Opdracht 1:
Kloppen de volgende uitspraken met de tekst over de houtsector? Antwoord per uitspraak met ja of nee en citeer de doorslaggevende woorden uit de tekst letterlijk.
(a) In 1993 devalueerden de Scandinavische landen hun munten.
(b) Duvivier is een van de vele bedrijven die grove den behandelen.
(c) Salmfor is een zagerij in Marche.
Opdracht 2:
Kun je uit de tekst over de houtsector het stuk van "Na de natuurramp" tot "MEER TOEGEVOEGDE WAARDE." woordelijk overnemen?

Tekstblok:
▼
Na de natuurramp volgde de politiek-ekonomische katastrofe. Oosteuropese landen gooiden massa’s supergoedkoop hout op de markt. In 1993 devalueerden bovendien de Skandinavische landen hun munten, waardoor deze grote exporteurs hun konkurrentiekracht nog wisten te verbeteren.

MEER TOEGEVOEGDE WAARDE.

Het verhaal begint zowaar op een klaagzang te gelijken, maar de Luxemburgse houtsektor blijkt toch een zekere dynamiek te bezitten. Enkele zagerijen, zoals Fruytier in Marche of Salmfor in Vielsalm slaagden erin hun ijzers in het vuur te houden. Andere, zoals Duvivier, vonden aantrekkelijke niches. Duvivier is één van de schaarse bedrijven die grove den behandelen. Deze houtsoort heeft interessante kwaliteiten. Omdat ze uitstekend behandelbaar is met schimmelwerende middelen is ze biezonder geschikt voor materialen die weer en wind moeten doorstaan, zoals stadsmeubilair. Nog andere zagerijen zochten het in relatief eenvoudige afgewerkte produkten, zoals laadborden, zodat ze toch nog wat meer toegevoegde waarde creëren.
▲
Gegeven gegevens:
▼
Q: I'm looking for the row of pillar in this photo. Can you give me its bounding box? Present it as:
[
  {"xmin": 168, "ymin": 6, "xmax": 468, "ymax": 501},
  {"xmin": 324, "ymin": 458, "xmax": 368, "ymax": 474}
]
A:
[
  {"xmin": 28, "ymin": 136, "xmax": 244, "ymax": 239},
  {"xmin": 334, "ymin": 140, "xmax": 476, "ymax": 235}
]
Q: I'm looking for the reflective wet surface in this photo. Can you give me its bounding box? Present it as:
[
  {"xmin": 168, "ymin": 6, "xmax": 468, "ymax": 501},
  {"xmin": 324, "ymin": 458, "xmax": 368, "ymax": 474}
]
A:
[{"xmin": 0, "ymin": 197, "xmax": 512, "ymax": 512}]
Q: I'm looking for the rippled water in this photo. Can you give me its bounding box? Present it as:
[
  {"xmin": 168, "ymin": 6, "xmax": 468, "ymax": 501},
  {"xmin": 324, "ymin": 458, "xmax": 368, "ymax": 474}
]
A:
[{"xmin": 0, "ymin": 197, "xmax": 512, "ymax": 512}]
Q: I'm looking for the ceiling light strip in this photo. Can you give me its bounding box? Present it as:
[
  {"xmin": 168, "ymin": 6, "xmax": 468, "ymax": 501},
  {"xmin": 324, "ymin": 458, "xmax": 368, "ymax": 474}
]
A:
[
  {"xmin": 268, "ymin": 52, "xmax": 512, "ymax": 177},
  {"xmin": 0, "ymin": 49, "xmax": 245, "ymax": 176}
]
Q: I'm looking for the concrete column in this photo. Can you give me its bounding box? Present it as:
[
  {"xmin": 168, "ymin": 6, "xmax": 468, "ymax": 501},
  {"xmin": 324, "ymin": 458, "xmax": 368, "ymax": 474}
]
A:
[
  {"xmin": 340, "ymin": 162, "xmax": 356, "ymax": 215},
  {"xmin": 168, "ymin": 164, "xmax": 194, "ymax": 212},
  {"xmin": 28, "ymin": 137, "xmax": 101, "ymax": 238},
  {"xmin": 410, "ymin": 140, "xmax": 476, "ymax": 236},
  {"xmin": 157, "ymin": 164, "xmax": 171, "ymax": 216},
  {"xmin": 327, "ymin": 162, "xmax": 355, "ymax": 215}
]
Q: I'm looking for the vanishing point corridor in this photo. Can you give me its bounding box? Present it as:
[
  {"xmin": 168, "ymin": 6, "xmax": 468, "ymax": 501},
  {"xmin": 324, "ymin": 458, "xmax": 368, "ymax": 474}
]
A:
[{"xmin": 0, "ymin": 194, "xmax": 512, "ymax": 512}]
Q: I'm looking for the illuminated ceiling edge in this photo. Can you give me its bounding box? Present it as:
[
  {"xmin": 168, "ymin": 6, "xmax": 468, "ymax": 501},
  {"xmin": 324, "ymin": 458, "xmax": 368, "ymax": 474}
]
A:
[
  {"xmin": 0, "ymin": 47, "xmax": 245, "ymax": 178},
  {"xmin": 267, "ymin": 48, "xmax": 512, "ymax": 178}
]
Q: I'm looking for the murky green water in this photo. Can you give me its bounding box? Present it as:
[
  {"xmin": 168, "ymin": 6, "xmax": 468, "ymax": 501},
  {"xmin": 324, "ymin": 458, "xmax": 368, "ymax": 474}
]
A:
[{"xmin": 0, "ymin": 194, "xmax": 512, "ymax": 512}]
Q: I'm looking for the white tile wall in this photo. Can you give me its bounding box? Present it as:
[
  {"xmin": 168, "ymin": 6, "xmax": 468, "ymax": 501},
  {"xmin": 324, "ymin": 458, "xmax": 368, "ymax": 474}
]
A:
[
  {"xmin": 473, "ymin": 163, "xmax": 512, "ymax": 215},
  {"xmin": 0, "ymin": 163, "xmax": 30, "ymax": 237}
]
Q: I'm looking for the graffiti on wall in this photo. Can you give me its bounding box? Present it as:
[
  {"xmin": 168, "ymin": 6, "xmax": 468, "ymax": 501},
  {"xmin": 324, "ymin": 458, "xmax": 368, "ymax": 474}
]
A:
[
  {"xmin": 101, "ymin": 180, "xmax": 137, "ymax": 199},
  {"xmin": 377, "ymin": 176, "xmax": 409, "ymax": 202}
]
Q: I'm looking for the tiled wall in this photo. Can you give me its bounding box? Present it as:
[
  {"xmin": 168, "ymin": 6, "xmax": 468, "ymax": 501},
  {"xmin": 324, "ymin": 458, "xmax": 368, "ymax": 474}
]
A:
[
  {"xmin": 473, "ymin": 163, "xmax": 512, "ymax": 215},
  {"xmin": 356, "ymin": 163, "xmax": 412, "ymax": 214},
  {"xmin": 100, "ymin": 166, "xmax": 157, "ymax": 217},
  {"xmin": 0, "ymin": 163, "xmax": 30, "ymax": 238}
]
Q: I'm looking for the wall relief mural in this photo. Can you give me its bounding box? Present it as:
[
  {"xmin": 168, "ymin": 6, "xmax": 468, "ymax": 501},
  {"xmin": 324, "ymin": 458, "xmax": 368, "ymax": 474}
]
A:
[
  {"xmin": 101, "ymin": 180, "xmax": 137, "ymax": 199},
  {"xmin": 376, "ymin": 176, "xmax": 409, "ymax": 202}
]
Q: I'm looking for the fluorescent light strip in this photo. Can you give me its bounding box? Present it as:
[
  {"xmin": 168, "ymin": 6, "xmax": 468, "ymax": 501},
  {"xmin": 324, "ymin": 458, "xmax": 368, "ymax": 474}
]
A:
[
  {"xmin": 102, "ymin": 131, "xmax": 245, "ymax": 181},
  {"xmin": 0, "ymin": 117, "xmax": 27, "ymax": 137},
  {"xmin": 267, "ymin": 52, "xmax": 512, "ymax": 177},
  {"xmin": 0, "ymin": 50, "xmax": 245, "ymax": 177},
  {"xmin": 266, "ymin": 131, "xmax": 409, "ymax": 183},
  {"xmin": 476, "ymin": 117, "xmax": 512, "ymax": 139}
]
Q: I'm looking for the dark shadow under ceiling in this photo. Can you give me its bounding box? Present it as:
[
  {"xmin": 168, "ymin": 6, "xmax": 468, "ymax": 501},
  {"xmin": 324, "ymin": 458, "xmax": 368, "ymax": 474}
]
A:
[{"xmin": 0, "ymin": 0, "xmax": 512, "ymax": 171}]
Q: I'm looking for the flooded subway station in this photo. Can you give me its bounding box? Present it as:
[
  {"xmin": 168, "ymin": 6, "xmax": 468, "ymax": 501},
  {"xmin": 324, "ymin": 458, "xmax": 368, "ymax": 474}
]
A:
▲
Jouw antwoord 1:
(a) Ja: "In 1993 devalueerden bovendien de Skandinavische landen hun munten"
(b) Nee: "Duvivier is één van de schaarse bedrijven die grove den behandelen."
(c) Nee: "Salmfor in Vielsalm"

Jouw antwoord 2:
Na de natuurramp volgde de politiek-ekonomische katastrofe. Oosteuropese landen gooiden massa’s supergoedkoop hout op de markt. In 1993 devalueerden bovendien de Skandinavische landen hun munten, waardoor deze grote exporteurs hun konkurrentiekracht nog wisten te verbeteren.

MEER TOEGEVOEGDE WAARDE.